(WORK INSTRUCTIONS): Copy the lines below word for word, from the line containing "of the river" through the line containing "Target: river water", and include both of those lines.

(Data records):

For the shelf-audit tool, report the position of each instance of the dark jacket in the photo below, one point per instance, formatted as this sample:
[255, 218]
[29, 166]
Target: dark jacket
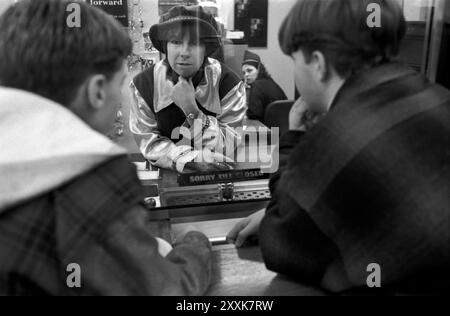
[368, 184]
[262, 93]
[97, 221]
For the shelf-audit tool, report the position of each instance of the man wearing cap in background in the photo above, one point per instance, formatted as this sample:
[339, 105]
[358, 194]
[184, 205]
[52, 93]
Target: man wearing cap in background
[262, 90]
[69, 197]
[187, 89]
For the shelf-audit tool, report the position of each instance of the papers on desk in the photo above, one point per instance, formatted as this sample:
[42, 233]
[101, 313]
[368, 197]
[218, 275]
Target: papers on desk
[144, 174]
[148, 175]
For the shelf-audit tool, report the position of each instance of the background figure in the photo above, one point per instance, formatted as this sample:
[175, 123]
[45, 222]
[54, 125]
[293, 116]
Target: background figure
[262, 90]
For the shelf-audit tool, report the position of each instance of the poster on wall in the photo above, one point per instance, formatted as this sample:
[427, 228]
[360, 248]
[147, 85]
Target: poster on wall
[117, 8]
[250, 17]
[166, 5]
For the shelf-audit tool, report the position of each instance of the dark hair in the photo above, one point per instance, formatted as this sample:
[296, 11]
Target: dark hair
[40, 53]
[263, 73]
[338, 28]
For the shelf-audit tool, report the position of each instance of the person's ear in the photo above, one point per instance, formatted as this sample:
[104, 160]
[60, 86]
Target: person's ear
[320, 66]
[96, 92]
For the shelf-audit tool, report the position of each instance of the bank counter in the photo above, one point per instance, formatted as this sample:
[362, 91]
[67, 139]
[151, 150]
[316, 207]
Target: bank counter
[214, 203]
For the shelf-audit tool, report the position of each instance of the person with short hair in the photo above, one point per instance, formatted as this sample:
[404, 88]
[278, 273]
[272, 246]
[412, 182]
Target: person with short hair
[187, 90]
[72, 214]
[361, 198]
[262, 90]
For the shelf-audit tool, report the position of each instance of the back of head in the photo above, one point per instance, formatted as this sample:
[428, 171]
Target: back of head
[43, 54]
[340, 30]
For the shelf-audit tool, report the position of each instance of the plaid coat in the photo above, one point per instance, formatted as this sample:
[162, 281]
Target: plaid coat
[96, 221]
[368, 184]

==

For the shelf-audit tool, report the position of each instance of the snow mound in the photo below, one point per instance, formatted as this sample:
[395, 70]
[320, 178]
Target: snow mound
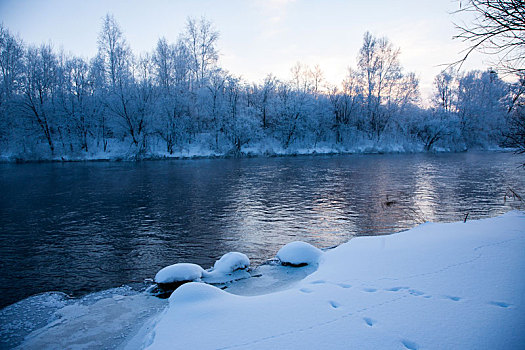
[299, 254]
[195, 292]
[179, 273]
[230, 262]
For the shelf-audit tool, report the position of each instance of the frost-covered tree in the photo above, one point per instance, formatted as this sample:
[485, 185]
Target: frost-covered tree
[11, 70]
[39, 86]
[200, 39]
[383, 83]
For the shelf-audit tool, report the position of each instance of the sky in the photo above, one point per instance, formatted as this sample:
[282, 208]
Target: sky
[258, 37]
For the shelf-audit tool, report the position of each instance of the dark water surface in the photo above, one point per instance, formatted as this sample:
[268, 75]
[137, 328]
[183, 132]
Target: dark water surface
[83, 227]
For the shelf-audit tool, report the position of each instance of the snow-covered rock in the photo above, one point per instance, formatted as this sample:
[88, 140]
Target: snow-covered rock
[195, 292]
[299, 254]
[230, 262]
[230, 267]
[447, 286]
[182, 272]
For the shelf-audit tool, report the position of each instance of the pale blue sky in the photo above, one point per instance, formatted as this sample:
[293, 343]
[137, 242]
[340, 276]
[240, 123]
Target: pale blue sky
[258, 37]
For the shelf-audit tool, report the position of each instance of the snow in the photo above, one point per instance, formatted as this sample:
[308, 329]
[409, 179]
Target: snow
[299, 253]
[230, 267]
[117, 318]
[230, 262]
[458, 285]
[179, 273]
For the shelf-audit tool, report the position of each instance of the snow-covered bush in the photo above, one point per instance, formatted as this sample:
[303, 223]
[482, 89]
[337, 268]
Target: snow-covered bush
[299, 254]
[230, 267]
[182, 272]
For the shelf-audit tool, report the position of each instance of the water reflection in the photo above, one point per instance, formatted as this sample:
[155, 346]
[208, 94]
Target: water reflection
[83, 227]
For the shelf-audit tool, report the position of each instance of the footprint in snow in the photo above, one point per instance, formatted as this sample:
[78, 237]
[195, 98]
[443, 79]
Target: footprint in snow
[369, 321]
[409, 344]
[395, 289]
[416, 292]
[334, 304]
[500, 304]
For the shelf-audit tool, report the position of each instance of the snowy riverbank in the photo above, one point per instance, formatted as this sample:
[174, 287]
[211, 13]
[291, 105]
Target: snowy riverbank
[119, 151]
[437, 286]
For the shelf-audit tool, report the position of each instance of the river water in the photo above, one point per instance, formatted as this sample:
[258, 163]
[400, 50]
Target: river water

(COMPLETED TASK):
For the shelf-audit tool, report the position of each instance of the river water in the photo above, one point per instance, formatted as this sample:
[258, 163]
[400, 50]
Target: river water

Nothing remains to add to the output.